Work instructions:
Could you restate the entries below word for word?

Natural language region descriptions:
────────────────────

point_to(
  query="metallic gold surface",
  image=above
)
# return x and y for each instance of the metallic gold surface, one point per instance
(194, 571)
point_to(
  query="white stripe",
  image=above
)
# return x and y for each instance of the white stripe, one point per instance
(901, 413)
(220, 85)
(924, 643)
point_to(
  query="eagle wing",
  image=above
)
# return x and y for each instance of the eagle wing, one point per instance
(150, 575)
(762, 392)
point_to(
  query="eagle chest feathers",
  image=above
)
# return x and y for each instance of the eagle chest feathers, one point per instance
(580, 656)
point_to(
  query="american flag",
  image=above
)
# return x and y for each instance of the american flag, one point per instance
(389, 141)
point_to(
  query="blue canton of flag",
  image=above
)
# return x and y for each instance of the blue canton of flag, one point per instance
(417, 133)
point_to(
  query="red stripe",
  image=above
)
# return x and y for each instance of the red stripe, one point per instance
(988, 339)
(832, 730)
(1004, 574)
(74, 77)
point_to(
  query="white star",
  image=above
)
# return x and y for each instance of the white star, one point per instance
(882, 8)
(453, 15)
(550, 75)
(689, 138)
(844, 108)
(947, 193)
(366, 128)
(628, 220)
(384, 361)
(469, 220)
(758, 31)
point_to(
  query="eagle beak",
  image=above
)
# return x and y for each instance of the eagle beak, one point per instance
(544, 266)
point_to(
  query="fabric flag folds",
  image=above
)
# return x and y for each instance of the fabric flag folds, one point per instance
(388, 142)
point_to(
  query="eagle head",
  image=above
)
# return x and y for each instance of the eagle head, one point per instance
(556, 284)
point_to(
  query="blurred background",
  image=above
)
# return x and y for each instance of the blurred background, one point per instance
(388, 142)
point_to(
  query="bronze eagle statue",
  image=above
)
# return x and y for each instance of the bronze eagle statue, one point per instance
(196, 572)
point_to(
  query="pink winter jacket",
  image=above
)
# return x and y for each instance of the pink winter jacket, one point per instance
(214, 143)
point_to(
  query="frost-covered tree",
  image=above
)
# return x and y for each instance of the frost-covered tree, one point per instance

────────────────────

Output:
point_to(
  query="metallic gold surface",
  image=above
)
# return x and y for each instance of the metallic gold surface, one point per instance
(194, 571)
point_to(
  query="white stripe",
  image=above
)
# return x and y for each instance of the white stripe, one point per instance
(901, 413)
(220, 85)
(924, 643)
point_to(
  query="eagle wing",
  image=above
)
# return x and y for each instance of the eagle wing, one point per instance
(150, 575)
(762, 392)
point_to(
  query="eagle chest feathers",
  image=above
)
# return x and y for each instance of the eagle chest feathers, one point per instance
(580, 656)
point_to(
  query="american flag",
  image=above
)
# return x and y for each instance of the american flag, one point per instance
(389, 141)
point_to(
  query="blue canton of flag",
  image=above
)
# return x and y for each instance of the blue canton of flag, one point per instance
(417, 133)
point_to(
  query="red stripe",
  image=above
)
# return x and y for each instance of the red stripe, one point per instance
(988, 339)
(832, 730)
(1004, 574)
(74, 77)
point_to(
  query="white star",
  image=above
)
# return x and y for each instance of the white star, one point per instance
(882, 8)
(453, 15)
(550, 75)
(689, 138)
(844, 108)
(947, 193)
(366, 128)
(628, 220)
(384, 361)
(469, 220)
(758, 31)
point_to(
  query="eagle beak",
  image=above
)
# return x and y for each instance of the eagle beak, one point per instance
(544, 266)
point_to(
  query="fabric flag folds",
  image=above
)
# return x and y for each instance of the fabric flag folds, one point per instance
(388, 142)
point_to(
  query="eagle head",
  image=above
)
# return x and y for each instance of the eagle head, one point per instance
(556, 284)
point_to(
  query="blurred background",
  image=above
)
# return x and y for each instance of the blurred background, one point per instance
(388, 142)
point_to(
  query="bronze eagle statue",
  image=above
)
# return x and y for each instance of the bronze eagle statue, one point per instance
(196, 572)
point_to(
  query="pink winter jacket",
  image=above
)
# return x and y for each instance of the pink winter jacket, one point per instance
(214, 143)
point_to(
  query="frost-covered tree",
  image=above
)
# return x and y for each instance of the frost-covered tree, one point per instance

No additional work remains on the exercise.